## What you have to do
Write out the material again with "baby carrier backpack" substituted for every "child carrier backpack", keeping everything else the same, and leave the picture out.

Dataset excerpts on object pointing:
__________________________________________________
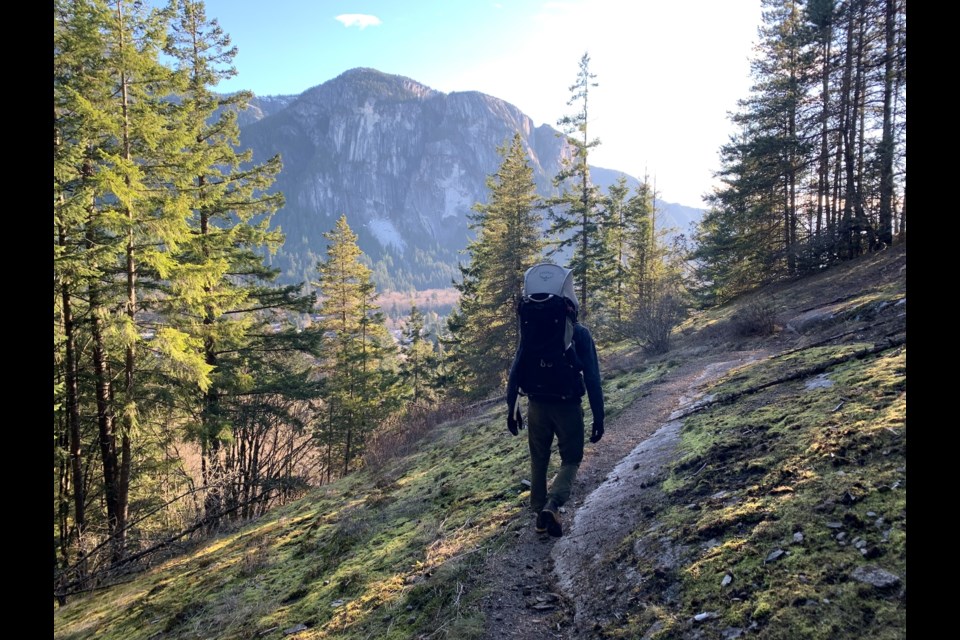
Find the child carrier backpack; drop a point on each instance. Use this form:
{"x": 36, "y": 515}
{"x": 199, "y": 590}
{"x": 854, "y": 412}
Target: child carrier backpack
{"x": 548, "y": 366}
__________________________________________________
## Task solution
Find the baby carrier backpack; drop a point on each instance. Use this form:
{"x": 36, "y": 515}
{"x": 199, "y": 590}
{"x": 854, "y": 412}
Target: baby carrier backpack
{"x": 548, "y": 366}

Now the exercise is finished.